### PROBLEM DESCRIPTION
From the records below, copy out each line that has the word "clicks".

### DATA TO EXAMINE
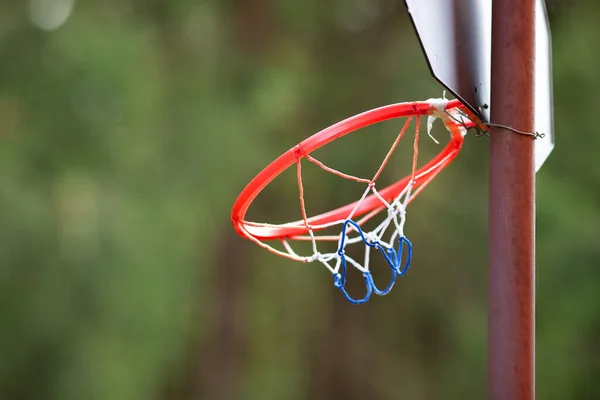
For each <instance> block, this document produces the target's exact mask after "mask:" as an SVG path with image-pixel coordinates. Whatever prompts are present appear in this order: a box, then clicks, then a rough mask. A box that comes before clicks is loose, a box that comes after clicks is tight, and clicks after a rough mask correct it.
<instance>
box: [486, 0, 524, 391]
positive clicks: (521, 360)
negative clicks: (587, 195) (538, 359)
mask: <svg viewBox="0 0 600 400" xmlns="http://www.w3.org/2000/svg"><path fill="white" fill-rule="evenodd" d="M534 17H535V0H502V1H493V2H492V87H491V91H492V93H491V95H492V100H491V122H493V123H497V124H503V125H507V126H510V127H514V128H517V129H519V130H522V131H526V132H532V130H533V116H534V57H535V53H534V50H535V18H534ZM533 144H534V139H533V138H532V137H529V136H525V135H520V134H517V133H515V132H512V131H510V130H507V129H501V128H493V129H492V130H491V138H490V182H489V184H490V192H489V193H490V209H489V217H490V220H489V224H490V228H489V229H490V237H489V240H490V243H489V246H490V252H489V282H488V285H489V320H488V398H489V399H492V400H500V399H502V400H504V399H511V400H516V399H519V400H525V399H527V400H532V399H534V398H535V323H534V315H535V272H534V271H535V268H534V257H535V256H534V245H535V197H534V196H535V168H534V148H533Z"/></svg>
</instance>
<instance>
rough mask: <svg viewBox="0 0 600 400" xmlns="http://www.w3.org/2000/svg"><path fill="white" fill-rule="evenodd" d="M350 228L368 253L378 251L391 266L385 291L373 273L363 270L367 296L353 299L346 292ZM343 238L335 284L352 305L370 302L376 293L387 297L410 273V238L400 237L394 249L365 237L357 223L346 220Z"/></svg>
mask: <svg viewBox="0 0 600 400" xmlns="http://www.w3.org/2000/svg"><path fill="white" fill-rule="evenodd" d="M348 227H351V229H353V230H355V231H356V232H357V233H358V235H359V237H360V238H361V240H362V241H363V243H364V244H365V246H366V248H367V251H369V249H376V250H378V251H379V252H380V253H381V254H382V255H383V257H384V259H385V261H386V262H387V264H388V265H389V267H390V268H391V270H392V278H391V280H390V282H389V283H388V285H387V286H386V287H385V289H379V288H378V287H377V286H376V285H375V282H374V281H373V277H372V275H371V272H370V271H369V270H363V271H362V274H363V277H364V278H365V285H366V289H367V292H366V294H365V296H364V297H363V298H361V299H355V298H353V297H352V296H350V295H349V294H348V292H347V291H346V271H347V268H348V267H347V264H348V262H349V261H348V258H347V256H346V254H345V247H346V238H347V235H346V233H347V230H348ZM341 237H342V240H340V246H339V248H338V251H337V254H338V256H339V258H340V261H341V262H340V265H341V268H340V271H339V272H335V273H334V274H333V284H334V286H335V287H336V288H338V289H339V290H340V291H341V292H342V294H343V295H344V297H346V299H347V300H348V301H349V302H350V303H353V304H361V303H365V302H367V301H368V300H369V298H370V297H371V295H372V294H373V293H375V294H376V295H379V296H385V295H386V294H388V293H389V292H390V291H391V290H392V287H394V283H396V279H397V277H398V276H403V275H404V274H406V272H407V271H408V268H409V267H410V262H411V259H412V244H411V243H410V240H408V238H407V237H406V236H398V237H397V239H396V241H397V247H396V248H394V247H393V246H390V245H389V244H387V243H385V242H381V241H379V240H374V239H372V238H371V237H367V235H365V233H364V232H363V231H362V229H361V228H360V225H358V224H357V223H356V222H354V221H352V220H346V221H345V222H344V225H343V228H342V235H341ZM405 247H406V259H405V261H403V252H404V248H405Z"/></svg>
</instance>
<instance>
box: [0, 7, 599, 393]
mask: <svg viewBox="0 0 600 400" xmlns="http://www.w3.org/2000/svg"><path fill="white" fill-rule="evenodd" d="M548 6H549V7H548V8H549V14H550V18H551V26H552V35H553V53H554V65H553V68H554V94H555V101H554V108H555V130H556V136H557V139H556V142H557V147H556V149H555V150H554V152H553V153H552V155H551V156H550V158H549V159H548V161H547V162H546V164H545V166H544V167H543V169H542V170H541V172H540V173H539V174H538V175H537V234H538V236H537V250H536V252H537V271H536V279H537V305H536V306H537V315H536V321H537V333H536V339H537V356H536V360H537V372H536V381H537V382H536V387H537V393H538V397H539V398H540V399H590V398H600V387H599V386H598V385H597V382H596V379H597V377H598V375H599V374H600V361H599V360H600V291H599V289H598V286H599V285H600V269H599V268H598V266H599V262H600V246H599V245H598V243H599V242H598V238H599V236H600V207H599V206H600V190H599V189H598V187H599V186H598V182H600V165H599V164H598V162H597V158H596V156H595V155H596V154H598V149H599V148H600V139H599V138H597V137H596V135H595V133H596V130H597V124H596V123H595V119H594V118H595V116H596V113H597V112H598V108H599V106H600V100H599V97H598V93H600V74H599V73H598V71H600V53H599V52H598V51H597V50H598V38H599V37H600V24H599V23H598V18H599V17H600V3H599V2H597V1H594V0H587V1H579V2H567V1H558V0H554V1H550V2H549V4H548ZM71 8H72V9H71ZM67 17H68V18H67ZM65 18H66V21H64V20H65ZM63 21H64V23H61V22H63ZM55 28H56V29H55ZM441 90H442V89H441V87H440V86H439V85H438V84H437V83H436V82H435V81H434V80H433V79H432V78H431V77H430V75H429V71H428V69H427V66H426V64H425V61H424V58H423V56H422V54H421V49H420V47H419V46H418V43H417V40H416V37H415V35H414V33H413V30H412V27H411V25H410V23H409V20H408V18H407V16H406V11H405V8H404V5H403V2H402V1H400V0H373V1H367V0H354V1H341V0H333V1H316V0H306V1H288V0H255V1H252V2H251V1H243V0H231V1H229V0H228V1H217V0H212V1H211V0H204V1H202V0H201V1H191V0H190V1H186V0H171V1H167V0H152V1H142V0H129V1H117V0H105V1H102V2H92V1H78V2H76V3H73V1H70V0H32V1H30V2H26V1H24V0H23V1H5V2H2V3H0V241H1V245H0V321H1V322H0V399H3V400H4V399H8V400H13V399H14V400H20V399H23V400H26V399H61V400H62V399H65V400H70V399H89V400H96V399H103V400H104V399H108V400H120V399H123V400H138V399H139V400H150V399H208V400H212V399H215V400H220V399H245V400H246V399H247V400H252V399H261V400H267V399H290V400H291V399H400V398H401V399H417V400H418V399H481V398H484V397H485V393H486V389H485V388H486V372H485V371H486V329H487V328H486V323H487V309H486V304H487V201H488V189H487V153H488V140H487V139H486V138H478V139H475V138H473V137H467V138H466V141H465V146H464V149H463V152H462V153H461V155H460V156H459V157H458V159H457V160H456V161H455V162H454V163H453V164H452V165H451V166H450V167H449V168H448V169H447V170H446V171H444V172H443V173H442V174H441V175H440V176H439V177H438V178H437V179H436V180H435V181H434V182H433V183H432V184H431V185H430V186H429V187H428V188H427V190H425V191H424V192H423V194H422V195H421V196H420V197H419V199H418V200H417V201H416V202H415V203H413V204H412V205H411V207H409V218H408V222H407V230H406V232H407V235H408V236H409V238H410V239H411V240H412V242H413V245H414V252H415V253H414V258H413V264H412V268H411V270H410V272H409V273H408V275H407V276H406V277H404V278H402V279H401V280H400V281H399V282H398V283H397V285H396V286H395V287H394V290H393V291H392V292H391V293H390V294H389V295H388V296H387V297H374V298H372V299H371V301H370V302H369V303H367V304H366V305H363V306H353V305H350V304H348V303H347V302H346V301H345V300H344V299H343V297H342V296H341V294H340V293H339V292H338V291H337V290H336V289H335V288H334V287H333V285H332V279H331V275H330V274H329V273H328V272H327V270H326V269H325V268H324V267H322V266H320V265H318V264H316V263H313V264H298V263H294V262H292V261H288V260H284V259H281V258H279V257H276V256H274V255H272V254H269V253H267V252H265V251H264V250H262V249H260V248H258V247H257V246H255V245H254V244H252V243H250V242H248V241H246V240H243V239H241V238H240V237H238V236H237V235H236V234H235V232H234V230H233V228H232V226H231V223H230V210H231V206H232V204H233V202H234V200H235V198H236V196H237V194H238V193H239V192H240V190H241V189H242V188H243V187H244V185H245V184H246V183H247V182H248V181H249V180H250V179H251V178H252V177H253V176H254V175H255V174H256V173H257V172H258V171H259V170H260V169H261V168H262V167H263V166H265V165H266V164H267V163H268V162H269V161H271V160H272V159H274V158H275V157H276V156H278V155H279V154H280V153H282V152H284V151H285V150H287V149H289V148H290V147H291V146H293V145H294V144H296V143H297V142H298V141H300V140H301V139H303V138H304V137H306V136H308V135H309V134H311V133H313V132H315V131H317V130H319V129H321V128H323V127H325V126H328V125H330V124H331V123H334V122H336V121H338V120H340V119H342V118H345V117H348V116H350V115H353V114H355V113H357V112H360V111H363V110H366V109H370V108H373V107H377V106H380V105H384V104H388V103H392V102H401V101H411V100H424V99H427V98H429V97H440V95H441ZM399 126H400V125H399V122H398V121H396V122H395V123H390V124H382V125H381V126H378V127H376V128H369V130H367V131H366V132H365V133H364V134H357V135H356V136H355V137H352V138H348V139H347V140H346V139H343V140H340V143H339V144H337V143H336V144H335V146H332V147H331V150H330V151H324V152H323V153H322V154H321V155H322V156H323V160H324V161H326V162H327V163H328V164H330V165H332V166H334V167H337V168H339V169H341V170H344V171H345V172H354V173H357V174H360V173H362V174H363V175H367V176H368V175H369V174H371V173H372V172H369V171H372V168H373V167H375V168H376V165H377V163H378V162H379V161H380V160H381V156H382V155H383V154H385V150H386V146H388V147H389V145H390V144H391V141H393V138H394V137H395V134H396V133H397V129H398V128H399ZM443 135H444V132H443V131H442V130H438V131H437V133H436V137H438V138H440V140H444V139H442V138H444V136H443ZM409 141H410V139H409ZM421 142H422V143H423V146H424V148H423V151H422V154H423V155H424V156H423V157H426V156H427V154H429V155H431V154H432V153H428V151H435V150H436V149H439V147H436V145H435V144H433V142H432V141H431V140H430V139H428V138H427V137H426V136H425V135H423V136H422V139H421ZM402 145H403V146H404V147H403V149H401V150H400V151H399V154H400V155H399V156H398V158H397V159H395V160H397V161H393V162H392V164H391V166H390V167H389V168H388V169H387V170H386V175H384V176H382V179H384V180H385V179H388V180H389V181H391V180H392V179H393V178H394V177H396V178H397V177H399V176H401V175H404V174H406V173H407V170H406V169H403V170H401V169H402V168H401V167H405V166H406V165H404V164H402V160H403V158H402V157H403V155H409V154H410V152H404V153H403V151H404V150H410V147H411V143H410V142H406V141H405V142H403V143H402V144H401V146H402ZM378 146H379V147H378ZM428 149H429V150H428ZM405 158H406V157H404V159H405ZM422 159H424V158H422ZM394 163H397V164H394ZM395 167H397V168H395ZM306 171H307V172H306V175H305V179H306V182H305V189H306V190H307V204H308V205H307V207H309V212H311V211H312V213H313V214H314V213H316V212H319V211H325V210H326V209H329V208H332V207H334V206H336V205H341V204H343V203H344V202H348V201H350V200H355V199H356V198H358V196H359V195H360V193H361V191H362V187H360V185H359V186H352V185H350V186H345V185H347V183H346V182H341V183H340V180H339V179H336V178H332V177H330V176H326V175H327V174H325V173H323V172H322V171H319V170H318V169H316V168H313V170H310V169H309V167H308V166H307V170H306ZM280 181H281V182H274V184H275V186H274V187H273V188H272V189H270V192H269V193H268V194H267V195H266V196H264V197H263V198H262V199H260V200H261V201H259V202H258V203H257V207H256V208H255V209H253V210H252V212H253V214H252V216H253V217H255V218H256V219H258V220H265V221H266V220H269V221H274V222H282V221H285V220H289V219H297V218H298V217H299V211H298V201H297V186H296V182H295V178H294V172H293V171H292V172H290V174H286V175H284V177H283V178H282V179H281V180H280ZM308 182H310V183H308ZM308 192H310V193H312V194H309V193H308ZM378 273H379V274H378ZM386 273H387V271H384V270H383V269H382V268H380V269H378V267H377V266H375V267H374V275H375V279H376V280H378V279H379V278H381V276H383V278H382V279H385V277H387V275H386ZM354 278H356V279H354ZM350 279H351V281H352V282H350V283H349V284H350V286H351V288H350V289H351V290H352V291H353V293H357V294H360V290H361V287H360V281H359V280H360V276H356V275H352V276H351V277H350ZM378 282H379V280H378Z"/></svg>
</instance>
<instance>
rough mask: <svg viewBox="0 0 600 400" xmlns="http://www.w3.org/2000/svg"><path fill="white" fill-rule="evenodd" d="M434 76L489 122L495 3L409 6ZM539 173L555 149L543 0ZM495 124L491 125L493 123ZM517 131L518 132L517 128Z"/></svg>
mask: <svg viewBox="0 0 600 400" xmlns="http://www.w3.org/2000/svg"><path fill="white" fill-rule="evenodd" d="M405 4H406V7H407V9H408V13H409V16H410V18H411V21H412V23H413V26H414V28H415V30H416V31H417V35H418V37H419V42H420V44H421V47H422V48H423V51H424V53H425V56H426V59H427V63H428V64H429V68H430V70H431V73H432V74H433V76H434V77H435V78H436V79H437V80H438V81H439V82H440V83H441V84H442V85H443V86H444V87H445V88H446V89H447V90H448V91H449V92H450V93H452V94H453V95H454V96H455V97H456V98H458V99H460V100H461V101H462V102H463V103H464V104H466V105H467V106H468V107H469V108H470V109H471V110H472V111H473V112H475V113H476V114H478V115H479V116H480V117H481V119H482V121H484V122H488V123H489V122H490V110H491V108H492V106H493V105H492V104H491V93H490V87H491V60H492V0H405ZM535 23H536V30H535V35H536V44H535V94H534V95H535V111H534V115H535V122H534V127H535V131H536V132H540V133H544V134H545V137H544V138H543V139H537V140H536V142H535V168H536V171H538V170H539V169H540V167H541V166H542V164H543V163H544V161H546V159H547V158H548V156H549V155H550V153H551V152H552V149H553V148H554V120H553V119H554V117H553V115H554V112H553V94H552V49H551V39H550V25H549V22H548V14H547V11H546V4H545V1H544V0H537V1H536V22H535ZM491 122H493V121H491ZM516 128H517V127H516Z"/></svg>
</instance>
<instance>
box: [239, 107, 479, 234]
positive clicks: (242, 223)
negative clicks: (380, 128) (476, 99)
mask: <svg viewBox="0 0 600 400" xmlns="http://www.w3.org/2000/svg"><path fill="white" fill-rule="evenodd" d="M453 108H460V109H461V111H462V112H465V113H467V114H469V117H471V119H472V120H473V116H472V115H471V113H470V112H469V111H468V110H467V109H466V108H465V107H464V105H462V103H460V101H459V100H450V101H448V102H447V103H446V110H450V109H453ZM434 111H435V108H434V106H433V105H432V104H431V103H430V102H427V101H420V102H411V103H398V104H391V105H388V106H384V107H379V108H375V109H372V110H369V111H365V112H363V113H361V114H357V115H355V116H352V117H350V118H347V119H345V120H343V121H340V122H338V123H337V124H335V125H332V126H330V127H328V128H326V129H323V130H322V131H320V132H318V133H316V134H314V135H312V136H311V137H309V138H307V139H305V140H304V141H302V142H301V143H300V144H298V145H297V146H295V147H293V148H292V149H290V150H288V151H286V152H285V153H284V154H282V155H281V156H280V157H278V158H277V159H276V160H275V161H273V162H272V163H271V164H269V165H268V166H267V167H265V169H263V170H262V171H261V172H260V173H259V174H258V175H257V176H256V177H255V178H254V179H252V181H250V183H249V184H248V185H247V186H246V187H245V188H244V190H242V192H241V193H240V195H239V196H238V198H237V200H236V201H235V203H234V205H233V209H232V212H231V220H232V223H233V225H234V227H235V229H236V230H237V232H238V233H239V234H240V235H242V236H244V237H251V238H254V239H258V240H271V239H284V238H293V237H294V236H299V235H304V234H306V233H308V229H307V227H306V224H305V221H303V220H299V221H295V222H291V223H287V224H280V225H271V224H259V223H254V222H249V221H245V220H244V218H245V216H246V212H247V211H248V208H249V207H250V205H251V204H252V202H253V201H254V199H255V198H256V196H258V194H259V193H260V192H261V191H262V190H263V189H264V188H265V187H266V186H267V185H268V184H269V183H270V182H271V181H272V180H273V179H275V178H276V177H277V176H278V175H279V174H281V173H282V172H283V171H285V170H286V169H287V168H289V167H291V166H292V165H294V164H295V163H296V162H297V161H298V159H299V158H302V157H304V156H305V155H308V154H310V153H311V152H313V151H315V150H317V149H319V148H320V147H322V146H324V145H326V144H327V143H329V142H331V141H333V140H335V139H339V138H341V137H342V136H345V135H347V134H349V133H351V132H353V131H356V130H358V129H361V128H364V127H366V126H369V125H373V124H376V123H378V122H382V121H386V120H390V119H394V118H401V117H409V116H417V115H430V114H431V113H432V112H434ZM446 126H447V127H448V128H449V129H450V130H451V137H450V141H449V142H448V144H447V145H446V147H445V148H444V149H443V150H442V151H441V152H440V153H439V154H438V155H437V156H436V157H434V158H433V159H432V160H431V161H429V162H428V163H427V164H425V165H424V166H422V167H421V168H419V169H418V170H417V172H416V174H415V182H414V184H413V193H414V194H413V196H412V198H414V196H416V194H417V193H418V191H419V187H420V186H424V185H425V184H427V183H429V181H431V179H433V177H435V175H437V174H438V173H439V172H440V171H441V170H442V169H443V168H444V167H445V166H446V165H448V164H449V163H450V162H451V161H452V160H453V159H454V158H455V157H456V155H457V154H458V152H459V151H460V148H461V146H462V143H463V134H462V133H461V131H460V129H459V128H460V124H458V123H453V122H451V121H449V123H447V124H446ZM410 178H411V176H406V177H404V178H403V179H401V180H399V181H398V182H396V183H393V184H391V185H389V186H387V187H386V188H384V189H381V190H379V193H380V195H381V196H382V197H383V198H384V199H386V200H387V201H391V200H392V199H394V198H395V197H396V196H397V195H398V194H399V193H400V192H401V191H402V190H403V188H405V187H406V185H407V184H408V181H409V179H410ZM355 205H356V202H353V203H350V204H347V205H345V206H343V207H340V208H337V209H335V210H332V211H329V212H326V213H323V214H320V215H316V216H314V217H311V218H309V219H308V221H307V222H308V224H309V225H311V226H313V228H312V229H313V230H318V228H314V226H315V225H324V224H328V223H332V222H335V221H339V220H343V219H345V218H347V217H348V215H349V214H350V212H351V211H352V209H353V208H354V207H355ZM380 207H381V201H380V200H379V199H378V198H377V197H376V196H375V195H370V196H368V197H366V198H365V199H364V200H363V201H362V202H361V204H360V206H359V207H358V209H356V211H355V212H354V214H353V215H354V217H358V216H361V215H364V214H366V213H368V212H370V211H373V210H376V209H378V208H380Z"/></svg>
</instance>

### SOLUTION BELOW
For each <instance> block, this document produces the target's exact mask after "mask:" as an SVG path with image-pixel coordinates. Whatever prompts are present appear in this order: a box, then clicks, then a rough mask. A box that comes before clicks is loose, a box that comes after clicks is tight, and clicks after a rough mask correct it.
positive clicks: (521, 360)
negative clicks: (587, 195) (538, 359)
positive clicks: (242, 223)
negative clicks: (380, 128) (476, 99)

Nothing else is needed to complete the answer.